TASK OBJECTIVE
Copy the entries starting at the line containing "Your task is to find every door" and ending at the line containing "[311,83,340,94]", substituting "front bumper" for "rear bumper" and leaving everything else unchanged.

DATA LINES

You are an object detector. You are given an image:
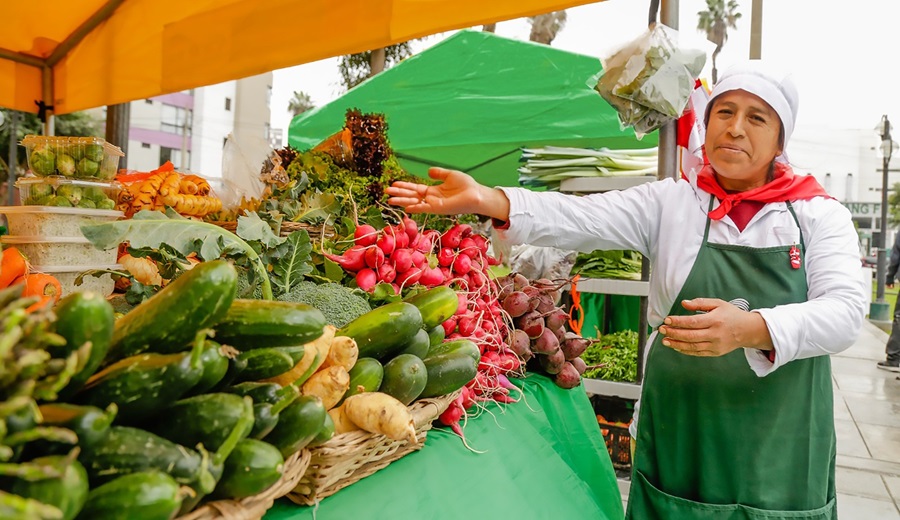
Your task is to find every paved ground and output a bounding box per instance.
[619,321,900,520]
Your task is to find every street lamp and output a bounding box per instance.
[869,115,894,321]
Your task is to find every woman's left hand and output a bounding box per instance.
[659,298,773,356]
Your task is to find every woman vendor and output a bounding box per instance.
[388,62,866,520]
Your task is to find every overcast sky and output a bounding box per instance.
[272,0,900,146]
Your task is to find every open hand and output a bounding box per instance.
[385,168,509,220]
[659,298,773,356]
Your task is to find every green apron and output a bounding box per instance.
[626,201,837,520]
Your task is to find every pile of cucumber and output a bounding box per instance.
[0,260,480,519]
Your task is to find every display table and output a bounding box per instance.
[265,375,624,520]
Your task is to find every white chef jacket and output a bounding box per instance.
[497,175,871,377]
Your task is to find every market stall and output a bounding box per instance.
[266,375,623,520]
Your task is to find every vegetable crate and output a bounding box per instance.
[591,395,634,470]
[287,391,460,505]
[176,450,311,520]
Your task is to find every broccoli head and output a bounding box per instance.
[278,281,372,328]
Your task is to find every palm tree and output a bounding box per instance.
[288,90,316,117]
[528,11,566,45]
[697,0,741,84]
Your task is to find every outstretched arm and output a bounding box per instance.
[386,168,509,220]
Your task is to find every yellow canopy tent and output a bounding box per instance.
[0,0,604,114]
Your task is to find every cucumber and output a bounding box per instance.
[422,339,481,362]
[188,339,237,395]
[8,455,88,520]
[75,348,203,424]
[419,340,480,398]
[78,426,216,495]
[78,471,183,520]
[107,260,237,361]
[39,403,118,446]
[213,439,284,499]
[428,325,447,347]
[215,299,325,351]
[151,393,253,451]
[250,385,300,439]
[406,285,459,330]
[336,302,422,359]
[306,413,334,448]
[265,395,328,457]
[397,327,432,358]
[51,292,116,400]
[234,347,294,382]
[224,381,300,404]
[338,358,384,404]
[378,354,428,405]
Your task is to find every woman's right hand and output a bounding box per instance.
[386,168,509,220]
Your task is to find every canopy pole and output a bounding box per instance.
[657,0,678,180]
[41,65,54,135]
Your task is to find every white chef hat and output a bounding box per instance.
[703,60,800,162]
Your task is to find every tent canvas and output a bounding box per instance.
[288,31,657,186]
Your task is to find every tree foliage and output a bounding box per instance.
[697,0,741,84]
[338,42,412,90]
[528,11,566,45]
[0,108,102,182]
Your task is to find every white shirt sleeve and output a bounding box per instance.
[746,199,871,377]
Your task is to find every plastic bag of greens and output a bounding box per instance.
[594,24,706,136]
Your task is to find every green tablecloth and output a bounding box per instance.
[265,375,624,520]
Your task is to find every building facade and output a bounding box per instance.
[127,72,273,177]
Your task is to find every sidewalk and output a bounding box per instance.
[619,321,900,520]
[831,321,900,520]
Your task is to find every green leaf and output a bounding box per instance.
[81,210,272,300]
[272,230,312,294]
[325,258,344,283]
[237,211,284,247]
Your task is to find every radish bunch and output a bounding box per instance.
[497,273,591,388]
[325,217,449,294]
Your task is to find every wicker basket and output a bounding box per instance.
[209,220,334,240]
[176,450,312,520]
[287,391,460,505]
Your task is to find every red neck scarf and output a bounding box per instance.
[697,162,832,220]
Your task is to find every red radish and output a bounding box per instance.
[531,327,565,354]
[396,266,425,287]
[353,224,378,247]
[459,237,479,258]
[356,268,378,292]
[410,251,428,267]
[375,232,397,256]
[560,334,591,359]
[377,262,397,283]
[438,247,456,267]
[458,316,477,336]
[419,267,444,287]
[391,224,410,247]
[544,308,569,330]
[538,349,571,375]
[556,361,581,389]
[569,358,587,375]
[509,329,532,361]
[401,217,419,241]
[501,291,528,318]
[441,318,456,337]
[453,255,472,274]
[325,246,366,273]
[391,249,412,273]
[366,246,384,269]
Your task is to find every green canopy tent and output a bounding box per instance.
--
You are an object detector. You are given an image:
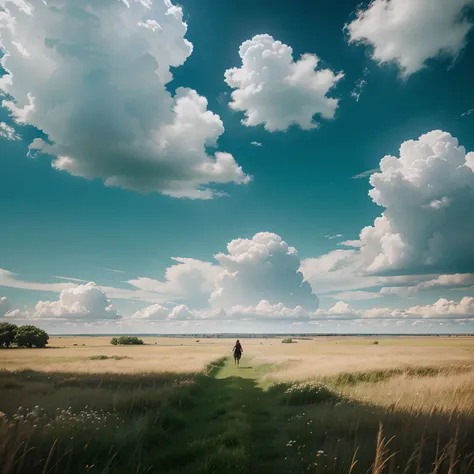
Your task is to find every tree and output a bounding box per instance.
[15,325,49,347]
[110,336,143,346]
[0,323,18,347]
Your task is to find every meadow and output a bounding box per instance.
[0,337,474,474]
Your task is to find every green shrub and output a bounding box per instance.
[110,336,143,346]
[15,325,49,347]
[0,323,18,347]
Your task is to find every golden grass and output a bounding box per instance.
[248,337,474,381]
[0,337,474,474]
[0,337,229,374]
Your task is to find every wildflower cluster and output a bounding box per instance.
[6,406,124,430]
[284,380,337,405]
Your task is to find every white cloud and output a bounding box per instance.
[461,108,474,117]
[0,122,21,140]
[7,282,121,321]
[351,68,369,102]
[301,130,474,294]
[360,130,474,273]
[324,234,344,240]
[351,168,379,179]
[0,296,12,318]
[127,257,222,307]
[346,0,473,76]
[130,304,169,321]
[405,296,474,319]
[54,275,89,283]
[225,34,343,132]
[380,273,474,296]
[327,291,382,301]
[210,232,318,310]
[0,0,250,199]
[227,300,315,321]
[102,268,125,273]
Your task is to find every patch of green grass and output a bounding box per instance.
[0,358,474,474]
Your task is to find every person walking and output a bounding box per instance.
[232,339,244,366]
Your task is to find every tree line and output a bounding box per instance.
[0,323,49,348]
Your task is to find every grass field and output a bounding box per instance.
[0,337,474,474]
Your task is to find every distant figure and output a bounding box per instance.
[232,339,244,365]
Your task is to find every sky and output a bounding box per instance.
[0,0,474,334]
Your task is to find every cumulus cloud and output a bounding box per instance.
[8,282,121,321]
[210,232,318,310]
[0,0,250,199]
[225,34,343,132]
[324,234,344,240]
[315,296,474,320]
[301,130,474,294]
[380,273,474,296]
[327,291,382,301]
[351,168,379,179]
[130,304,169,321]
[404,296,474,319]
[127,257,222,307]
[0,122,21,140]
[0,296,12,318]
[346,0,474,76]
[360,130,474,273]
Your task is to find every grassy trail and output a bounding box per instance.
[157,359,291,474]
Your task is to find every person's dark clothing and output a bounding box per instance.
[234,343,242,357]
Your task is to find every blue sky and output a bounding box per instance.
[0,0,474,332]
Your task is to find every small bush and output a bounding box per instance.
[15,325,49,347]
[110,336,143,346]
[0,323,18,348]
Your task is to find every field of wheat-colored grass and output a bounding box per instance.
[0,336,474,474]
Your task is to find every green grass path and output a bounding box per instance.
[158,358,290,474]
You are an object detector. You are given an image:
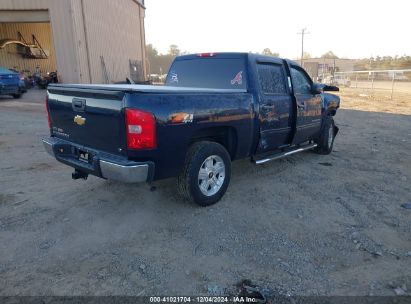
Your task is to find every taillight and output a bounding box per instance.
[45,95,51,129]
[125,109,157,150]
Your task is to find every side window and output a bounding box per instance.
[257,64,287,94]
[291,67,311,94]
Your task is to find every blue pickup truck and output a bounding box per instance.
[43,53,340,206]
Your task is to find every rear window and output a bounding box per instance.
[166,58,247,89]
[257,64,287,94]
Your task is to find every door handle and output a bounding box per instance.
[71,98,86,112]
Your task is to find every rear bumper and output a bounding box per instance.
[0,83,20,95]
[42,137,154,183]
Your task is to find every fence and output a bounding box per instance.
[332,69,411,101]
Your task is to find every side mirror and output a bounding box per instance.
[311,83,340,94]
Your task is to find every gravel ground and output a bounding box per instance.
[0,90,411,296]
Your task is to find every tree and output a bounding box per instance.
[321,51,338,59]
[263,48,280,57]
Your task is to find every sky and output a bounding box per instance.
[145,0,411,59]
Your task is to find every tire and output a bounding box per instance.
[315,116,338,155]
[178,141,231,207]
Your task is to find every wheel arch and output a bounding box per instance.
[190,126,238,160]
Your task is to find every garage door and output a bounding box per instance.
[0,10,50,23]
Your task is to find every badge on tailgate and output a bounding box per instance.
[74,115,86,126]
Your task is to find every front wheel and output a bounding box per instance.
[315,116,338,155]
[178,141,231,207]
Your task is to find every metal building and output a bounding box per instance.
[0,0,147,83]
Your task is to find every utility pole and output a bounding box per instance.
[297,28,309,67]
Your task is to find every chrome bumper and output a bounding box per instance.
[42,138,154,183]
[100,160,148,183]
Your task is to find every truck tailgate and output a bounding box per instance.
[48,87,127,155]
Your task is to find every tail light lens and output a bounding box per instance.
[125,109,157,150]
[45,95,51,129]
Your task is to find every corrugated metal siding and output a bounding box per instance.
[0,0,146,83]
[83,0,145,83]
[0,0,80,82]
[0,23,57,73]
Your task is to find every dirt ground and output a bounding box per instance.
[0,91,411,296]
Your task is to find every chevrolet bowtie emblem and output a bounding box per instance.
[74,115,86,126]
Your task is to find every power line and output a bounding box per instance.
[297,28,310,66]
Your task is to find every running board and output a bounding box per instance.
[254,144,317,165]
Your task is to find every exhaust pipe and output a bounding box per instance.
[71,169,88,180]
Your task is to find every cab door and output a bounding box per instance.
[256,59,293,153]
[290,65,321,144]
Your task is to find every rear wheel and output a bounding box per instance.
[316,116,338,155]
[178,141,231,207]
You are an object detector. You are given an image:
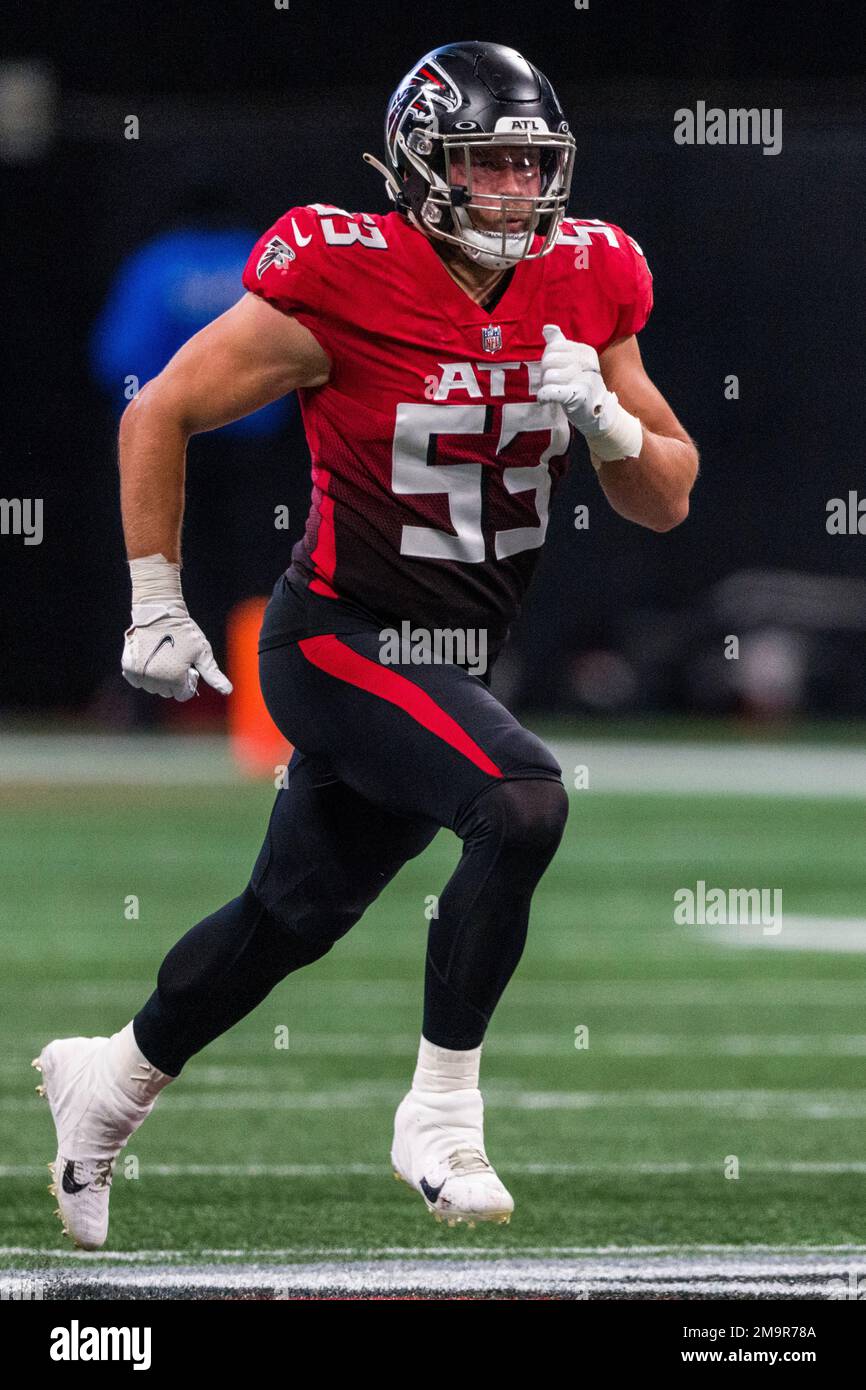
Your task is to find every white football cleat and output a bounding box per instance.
==
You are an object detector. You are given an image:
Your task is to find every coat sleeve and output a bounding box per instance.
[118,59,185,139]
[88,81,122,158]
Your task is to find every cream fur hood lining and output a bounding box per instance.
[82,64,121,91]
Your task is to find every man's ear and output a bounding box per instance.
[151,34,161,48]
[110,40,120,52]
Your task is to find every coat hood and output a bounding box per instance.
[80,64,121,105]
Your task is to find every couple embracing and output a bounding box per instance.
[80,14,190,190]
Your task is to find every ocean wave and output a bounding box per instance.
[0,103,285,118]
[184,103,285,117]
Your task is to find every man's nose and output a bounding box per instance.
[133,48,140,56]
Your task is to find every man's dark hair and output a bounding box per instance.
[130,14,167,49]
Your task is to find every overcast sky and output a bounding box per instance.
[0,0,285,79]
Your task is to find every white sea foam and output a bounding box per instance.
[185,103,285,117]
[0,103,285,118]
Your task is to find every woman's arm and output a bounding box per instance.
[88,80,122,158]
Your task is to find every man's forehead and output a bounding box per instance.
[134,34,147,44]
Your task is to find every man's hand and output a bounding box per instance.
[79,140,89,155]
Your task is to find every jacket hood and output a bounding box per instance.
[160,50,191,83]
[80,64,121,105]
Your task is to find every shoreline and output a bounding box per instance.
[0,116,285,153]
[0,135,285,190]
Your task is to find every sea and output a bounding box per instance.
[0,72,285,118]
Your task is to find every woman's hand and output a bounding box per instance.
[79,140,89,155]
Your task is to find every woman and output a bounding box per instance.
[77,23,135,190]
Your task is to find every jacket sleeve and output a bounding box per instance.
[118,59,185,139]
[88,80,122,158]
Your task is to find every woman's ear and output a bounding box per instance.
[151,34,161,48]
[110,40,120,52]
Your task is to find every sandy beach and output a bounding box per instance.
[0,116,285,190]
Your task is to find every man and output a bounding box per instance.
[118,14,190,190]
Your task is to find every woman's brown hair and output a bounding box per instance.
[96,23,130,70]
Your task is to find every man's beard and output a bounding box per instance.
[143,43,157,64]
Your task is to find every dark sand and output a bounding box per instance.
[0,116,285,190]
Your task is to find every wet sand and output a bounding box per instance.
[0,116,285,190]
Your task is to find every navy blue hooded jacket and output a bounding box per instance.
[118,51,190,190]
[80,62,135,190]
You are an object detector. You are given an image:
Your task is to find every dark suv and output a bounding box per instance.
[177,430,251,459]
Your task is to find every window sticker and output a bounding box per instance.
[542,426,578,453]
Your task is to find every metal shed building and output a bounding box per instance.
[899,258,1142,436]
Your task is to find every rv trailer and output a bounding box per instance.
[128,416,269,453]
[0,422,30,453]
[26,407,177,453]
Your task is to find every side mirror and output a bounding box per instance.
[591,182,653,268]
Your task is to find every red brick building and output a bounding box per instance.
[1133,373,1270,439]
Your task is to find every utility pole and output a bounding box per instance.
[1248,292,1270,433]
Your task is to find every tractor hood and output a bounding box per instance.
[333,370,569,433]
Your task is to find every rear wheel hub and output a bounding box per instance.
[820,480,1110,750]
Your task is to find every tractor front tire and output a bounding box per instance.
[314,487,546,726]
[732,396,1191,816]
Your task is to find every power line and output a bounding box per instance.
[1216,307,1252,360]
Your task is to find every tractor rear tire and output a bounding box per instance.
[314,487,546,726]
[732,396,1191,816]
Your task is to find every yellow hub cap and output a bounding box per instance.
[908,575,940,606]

ANSWER TO THIS PROBLEM
Your task is to find every door handle and output a bounding box per instance.
[71,98,86,112]
Your task is to find every front bumper and output a bounding box per instance.
[0,83,20,95]
[42,137,154,183]
Your task is to find every fence and output a bounding box per instance.
[332,69,411,101]
Your task is to find every side mirror and output a bounding box per instance.
[311,83,340,94]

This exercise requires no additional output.